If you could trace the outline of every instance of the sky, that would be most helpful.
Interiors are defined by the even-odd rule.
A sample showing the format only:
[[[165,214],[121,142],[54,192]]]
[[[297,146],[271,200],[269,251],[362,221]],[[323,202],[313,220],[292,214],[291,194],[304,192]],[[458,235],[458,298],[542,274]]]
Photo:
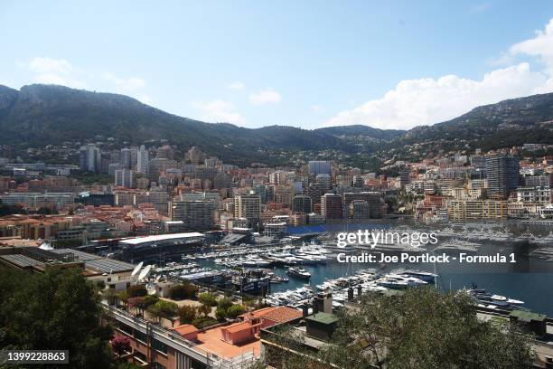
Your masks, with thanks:
[[[0,84],[242,127],[408,129],[553,91],[553,2],[0,1]]]

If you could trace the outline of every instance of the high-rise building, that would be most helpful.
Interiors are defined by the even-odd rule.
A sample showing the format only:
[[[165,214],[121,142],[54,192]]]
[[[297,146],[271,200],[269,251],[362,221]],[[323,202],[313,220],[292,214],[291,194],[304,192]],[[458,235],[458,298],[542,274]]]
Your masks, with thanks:
[[[160,159],[174,159],[174,150],[169,145],[164,145],[157,149],[157,156]]]
[[[207,158],[207,156],[196,147],[192,147],[186,153],[186,159],[192,164],[202,164]]]
[[[133,168],[133,150],[130,148],[122,148],[119,164],[122,168],[132,169]]]
[[[81,170],[98,173],[100,170],[100,151],[94,144],[88,144],[80,147],[79,152],[80,166]]]
[[[249,228],[258,228],[261,200],[258,194],[239,194],[234,198],[234,217],[248,219]]]
[[[492,154],[486,156],[488,195],[507,198],[519,185],[520,160],[518,157]]]
[[[135,188],[135,173],[130,169],[117,169],[115,171],[115,184],[126,187]]]
[[[351,203],[354,201],[364,201],[369,206],[370,217],[380,218],[382,217],[381,198],[380,192],[345,193],[343,194],[344,214],[351,217]]]
[[[409,174],[410,172],[408,169],[404,169],[404,170],[399,171],[399,186],[401,188],[405,188],[405,186],[408,184],[409,182],[411,182]]]
[[[331,164],[327,161],[310,161],[309,162],[309,175],[329,175],[333,174],[333,167]]]
[[[173,201],[169,205],[169,215],[172,221],[182,221],[186,230],[210,229],[215,222],[215,203]]]
[[[232,175],[228,173],[218,173],[213,179],[213,188],[218,190],[232,187]]]
[[[342,196],[334,194],[321,196],[321,214],[326,219],[342,219]]]
[[[350,218],[353,219],[369,219],[370,218],[370,208],[369,203],[364,200],[353,200],[350,203]]]
[[[140,174],[148,175],[148,166],[150,164],[150,153],[144,145],[136,153],[136,171]]]
[[[292,199],[292,210],[294,213],[311,213],[311,197],[305,194],[297,194]]]
[[[315,183],[320,185],[324,191],[328,191],[333,187],[332,177],[330,175],[321,173],[315,176]]]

● WRITTEN PROBLEM:
Please convert every line of the entries above into a Markdown table with the columns Row and Text, numbering each line and skipping blank lines. Leave the pictures out.

● COMPLETED TASK:
| Row | Text |
|---|---|
| 1 | If you could trace the outline of every instance of the sky, that would be most helpful. |
| 2 | Interiors are defined by the even-odd rule. |
| 3 | A sample showing the format only: |
| 4 | [[[165,214],[121,142],[54,192]]] |
| 5 | [[[297,146],[271,200],[269,251],[362,221]],[[323,202],[313,220],[292,214],[291,194],[304,192]],[[458,235],[458,298],[542,274]]] |
| 6 | Photo: |
| 7 | Your masks, with thanks: |
| 8 | [[[0,84],[242,127],[408,129],[553,91],[553,2],[0,1]]] |
| 9 | If you could trace the outline of every instance of the high-rise building, that would be most helpful. |
| 10 | Interiors are defined by the even-odd rule. |
| 11 | A sample showing the format only: |
| 12 | [[[165,214],[121,142],[54,192]]] |
| 13 | [[[297,146],[271,200],[269,251],[362,221]],[[323,202],[313,220],[292,214],[291,194],[304,192]],[[458,235],[458,298],[542,274]]] |
| 14 | Your masks, with thanks: |
| 15 | [[[160,159],[174,159],[174,150],[169,145],[164,145],[157,149],[157,156]]] |
| 16 | [[[207,158],[207,156],[196,147],[192,147],[186,153],[186,159],[192,164],[202,164]]] |
| 17 | [[[133,168],[133,150],[130,148],[122,148],[119,164],[122,168],[132,169]]] |
| 18 | [[[81,170],[98,173],[100,170],[100,151],[94,144],[88,144],[80,147],[79,152],[80,166]]] |
| 19 | [[[249,228],[258,228],[261,200],[258,194],[239,194],[234,198],[234,217],[248,219]]] |
| 20 | [[[492,154],[486,156],[488,195],[507,198],[519,185],[520,160],[518,157]]] |
| 21 | [[[135,188],[135,173],[130,169],[117,169],[115,171],[115,184],[126,187]]] |
| 22 | [[[351,203],[354,201],[364,201],[369,206],[370,217],[380,218],[382,217],[381,198],[380,192],[345,193],[343,194],[344,214],[351,217]]] |
| 23 | [[[409,174],[410,172],[408,169],[404,169],[404,170],[399,171],[399,186],[401,188],[405,188],[405,186],[408,184],[409,182],[411,182]]] |
| 24 | [[[331,164],[327,161],[310,161],[309,162],[309,175],[329,175],[333,174],[333,167]]] |
| 25 | [[[173,201],[169,205],[169,215],[172,221],[182,221],[186,230],[210,229],[215,222],[215,203]]] |
| 26 | [[[232,175],[228,173],[218,173],[213,179],[213,188],[218,190],[232,187]]] |
| 27 | [[[342,196],[334,194],[321,196],[321,214],[326,219],[342,219]]] |
| 28 | [[[350,218],[353,219],[369,219],[370,218],[370,208],[369,203],[364,200],[353,200],[350,203]]] |
| 29 | [[[140,174],[148,175],[148,166],[150,164],[150,153],[144,145],[136,153],[136,171]]] |
| 30 | [[[292,199],[292,210],[294,213],[311,213],[311,197],[305,194],[297,194]]] |
| 31 | [[[315,183],[320,185],[324,191],[328,191],[333,187],[332,177],[330,175],[321,173],[315,176]]] |